# How would i determine price



## aquaticnovice604 (Jul 15, 2013)

so i've just recently decided i would hold off on the hobby for a while until i have more knowledge on keeping fish but i don't know how i would go about pricing my items any feedback would be great


----------



## Vancitycam (Oct 23, 2012)

Depends on items, brands, new/used and really how many people want it or if its popular/desirable. What items are you thinking of pricing?


----------



## aquaticnovice604 (Jul 15, 2013)

used 10g set up without filter media
light wand only used for a short time 
pump for the wand
stand
assorted chemicals


----------



## aquaticnovice604 (Jul 15, 2013)

before the tank is ready to be sold i would need to tidy it up


----------



## MEDHBSI (Sep 4, 2011)

- - - - - - -

▸ TASK INSTRUCTIONS
**a.** In the aquarium pricing thread, what does the original poster say must be done before the tank is ready to be sold?
**b.** Carry the aquarium pricing thread forward from its final line.
The data that comes next has no connection to the thread on pricing used aquarium gear.

▸ RECORDS SHOWN
- - - - - - -

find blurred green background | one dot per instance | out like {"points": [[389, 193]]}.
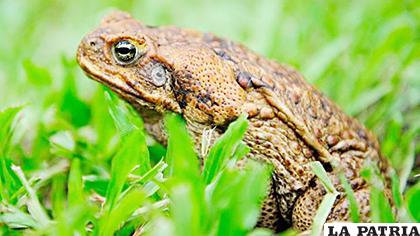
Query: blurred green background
{"points": [[364, 54]]}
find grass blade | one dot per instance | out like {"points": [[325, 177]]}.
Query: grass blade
{"points": [[328, 201], [224, 148]]}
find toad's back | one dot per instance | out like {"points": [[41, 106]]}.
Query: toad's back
{"points": [[211, 81]]}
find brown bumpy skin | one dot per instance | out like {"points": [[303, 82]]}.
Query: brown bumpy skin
{"points": [[211, 81]]}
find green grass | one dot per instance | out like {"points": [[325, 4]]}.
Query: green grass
{"points": [[67, 144]]}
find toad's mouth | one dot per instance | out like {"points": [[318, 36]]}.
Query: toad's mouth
{"points": [[142, 101], [116, 84]]}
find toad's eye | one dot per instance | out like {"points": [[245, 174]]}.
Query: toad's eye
{"points": [[125, 52], [159, 75]]}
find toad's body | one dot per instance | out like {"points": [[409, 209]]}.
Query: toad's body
{"points": [[211, 81]]}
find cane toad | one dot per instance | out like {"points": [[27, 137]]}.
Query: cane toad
{"points": [[210, 81]]}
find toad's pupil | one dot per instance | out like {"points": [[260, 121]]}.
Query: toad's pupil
{"points": [[125, 51]]}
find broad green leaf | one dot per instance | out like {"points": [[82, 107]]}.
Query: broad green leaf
{"points": [[412, 201], [181, 157], [75, 185], [237, 198], [354, 207], [34, 206], [124, 162], [115, 218], [7, 116]]}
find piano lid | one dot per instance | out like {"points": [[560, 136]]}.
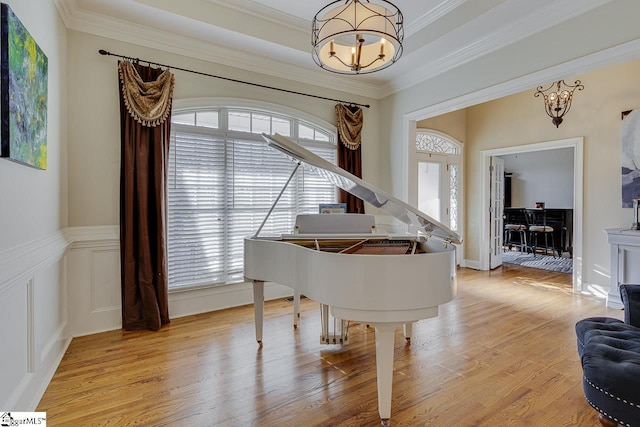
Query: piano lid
{"points": [[362, 189]]}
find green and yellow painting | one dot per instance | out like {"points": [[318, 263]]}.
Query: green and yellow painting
{"points": [[23, 97]]}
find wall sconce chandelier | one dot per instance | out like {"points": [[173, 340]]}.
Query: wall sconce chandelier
{"points": [[558, 102], [357, 37]]}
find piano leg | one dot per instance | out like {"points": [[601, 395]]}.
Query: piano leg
{"points": [[408, 330], [258, 308], [296, 308], [385, 333]]}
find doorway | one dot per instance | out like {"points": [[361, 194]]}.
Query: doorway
{"points": [[485, 228]]}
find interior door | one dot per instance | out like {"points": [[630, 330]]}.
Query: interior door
{"points": [[496, 211], [432, 199]]}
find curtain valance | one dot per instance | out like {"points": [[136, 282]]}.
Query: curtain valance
{"points": [[350, 126], [149, 103]]}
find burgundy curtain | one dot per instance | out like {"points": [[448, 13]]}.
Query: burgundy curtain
{"points": [[350, 121], [145, 124]]}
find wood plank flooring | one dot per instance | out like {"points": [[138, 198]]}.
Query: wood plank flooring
{"points": [[503, 353]]}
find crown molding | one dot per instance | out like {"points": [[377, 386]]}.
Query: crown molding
{"points": [[66, 9], [125, 31], [621, 53], [517, 30]]}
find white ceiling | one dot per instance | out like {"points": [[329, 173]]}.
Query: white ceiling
{"points": [[274, 36]]}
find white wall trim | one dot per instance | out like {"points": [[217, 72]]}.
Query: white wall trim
{"points": [[23, 260]]}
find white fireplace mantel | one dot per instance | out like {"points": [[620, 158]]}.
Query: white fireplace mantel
{"points": [[625, 262]]}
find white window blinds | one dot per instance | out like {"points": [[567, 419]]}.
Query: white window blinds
{"points": [[219, 191]]}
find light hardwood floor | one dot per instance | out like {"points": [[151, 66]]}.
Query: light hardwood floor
{"points": [[503, 353]]}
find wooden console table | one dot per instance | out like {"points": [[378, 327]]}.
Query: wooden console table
{"points": [[625, 262]]}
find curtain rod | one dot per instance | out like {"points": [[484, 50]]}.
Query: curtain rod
{"points": [[104, 52]]}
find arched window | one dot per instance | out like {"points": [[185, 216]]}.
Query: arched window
{"points": [[223, 179]]}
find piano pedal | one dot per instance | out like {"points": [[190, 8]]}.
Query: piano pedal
{"points": [[334, 340]]}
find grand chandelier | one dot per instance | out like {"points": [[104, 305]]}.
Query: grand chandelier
{"points": [[357, 36], [558, 102]]}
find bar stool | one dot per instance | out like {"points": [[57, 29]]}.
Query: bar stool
{"points": [[538, 227], [519, 230]]}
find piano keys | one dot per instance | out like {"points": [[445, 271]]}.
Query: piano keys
{"points": [[343, 262]]}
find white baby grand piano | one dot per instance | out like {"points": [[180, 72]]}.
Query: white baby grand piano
{"points": [[381, 280]]}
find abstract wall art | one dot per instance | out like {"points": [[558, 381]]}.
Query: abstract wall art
{"points": [[23, 93], [630, 157]]}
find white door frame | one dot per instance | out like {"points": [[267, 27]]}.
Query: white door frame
{"points": [[496, 210], [578, 164]]}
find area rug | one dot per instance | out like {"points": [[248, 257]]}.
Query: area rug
{"points": [[544, 262]]}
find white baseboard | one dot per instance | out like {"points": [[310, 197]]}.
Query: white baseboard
{"points": [[475, 265]]}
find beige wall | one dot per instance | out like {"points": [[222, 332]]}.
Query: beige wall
{"points": [[94, 125], [519, 119]]}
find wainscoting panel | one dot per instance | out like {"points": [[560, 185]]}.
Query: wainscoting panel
{"points": [[33, 319], [93, 264], [15, 351], [105, 280]]}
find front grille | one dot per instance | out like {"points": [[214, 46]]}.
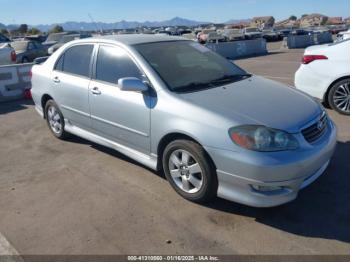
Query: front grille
{"points": [[316, 130]]}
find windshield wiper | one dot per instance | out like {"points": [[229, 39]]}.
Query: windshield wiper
{"points": [[193, 86], [230, 78]]}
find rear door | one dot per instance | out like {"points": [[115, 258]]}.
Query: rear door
{"points": [[121, 116], [70, 84]]}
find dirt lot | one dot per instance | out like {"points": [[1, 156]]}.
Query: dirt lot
{"points": [[76, 197]]}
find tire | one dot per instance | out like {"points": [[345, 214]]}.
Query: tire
{"points": [[339, 97], [194, 177], [55, 120]]}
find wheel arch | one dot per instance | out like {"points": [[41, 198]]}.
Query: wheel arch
{"points": [[44, 99], [325, 98], [170, 137]]}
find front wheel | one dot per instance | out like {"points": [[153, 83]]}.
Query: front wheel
{"points": [[339, 97], [190, 171], [55, 120]]}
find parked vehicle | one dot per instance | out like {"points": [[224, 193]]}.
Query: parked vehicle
{"points": [[53, 39], [4, 39], [203, 35], [325, 74], [246, 138], [301, 32], [65, 39], [233, 34], [7, 54], [36, 38], [271, 35], [285, 32], [214, 37], [343, 35], [27, 51], [252, 33]]}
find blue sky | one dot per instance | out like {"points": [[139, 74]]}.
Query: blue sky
{"points": [[50, 11]]}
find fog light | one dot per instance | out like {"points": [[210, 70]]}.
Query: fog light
{"points": [[266, 188]]}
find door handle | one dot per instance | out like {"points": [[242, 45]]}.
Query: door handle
{"points": [[96, 91], [56, 79]]}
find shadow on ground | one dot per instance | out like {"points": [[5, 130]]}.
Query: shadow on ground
{"points": [[321, 211], [13, 106]]}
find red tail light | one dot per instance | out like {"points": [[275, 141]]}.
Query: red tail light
{"points": [[13, 56], [307, 59]]}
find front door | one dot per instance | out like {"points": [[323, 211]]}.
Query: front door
{"points": [[121, 116], [70, 84]]}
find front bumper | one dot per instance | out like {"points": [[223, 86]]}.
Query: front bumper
{"points": [[271, 179]]}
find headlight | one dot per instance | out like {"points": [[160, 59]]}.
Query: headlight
{"points": [[263, 139]]}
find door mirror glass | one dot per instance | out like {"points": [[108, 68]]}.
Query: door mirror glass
{"points": [[132, 84]]}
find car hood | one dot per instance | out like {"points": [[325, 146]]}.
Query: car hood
{"points": [[258, 101]]}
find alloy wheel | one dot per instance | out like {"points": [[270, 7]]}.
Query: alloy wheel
{"points": [[341, 97], [186, 171], [54, 119]]}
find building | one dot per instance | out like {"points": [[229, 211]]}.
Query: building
{"points": [[238, 25], [313, 20], [287, 23], [335, 21], [263, 21]]}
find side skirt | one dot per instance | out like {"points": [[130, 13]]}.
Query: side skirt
{"points": [[149, 161]]}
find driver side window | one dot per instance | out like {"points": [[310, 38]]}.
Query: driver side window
{"points": [[114, 63]]}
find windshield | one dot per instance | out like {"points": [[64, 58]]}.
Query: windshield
{"points": [[251, 30], [186, 66], [19, 45]]}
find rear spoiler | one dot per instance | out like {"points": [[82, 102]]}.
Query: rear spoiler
{"points": [[40, 60]]}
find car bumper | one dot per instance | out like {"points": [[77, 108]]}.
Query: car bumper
{"points": [[271, 179]]}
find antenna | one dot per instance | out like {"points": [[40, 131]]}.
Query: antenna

- - - - - - -

▸ THE RESULTS
**a.** The tank would need to be tidied up.

**b.**
i usually sell things %50 of retail price but thats just me


----------



## scott tang (Jan 29, 2012)

tanks i sell 1$ a galon and any cemicals are almost worth less as are orniments unless its wood or ... LOG !!


----------



## Fish rookie (May 21, 2012)

If your 10 gallon has a lid/canopy with light and a filter you can ask for more than $1/gallon, especially if you have a stand to go with it. It depends on the condition/brand/style. Best thing I can suggest is to clean things up and take some nice pictures and post them here. Just my opinion.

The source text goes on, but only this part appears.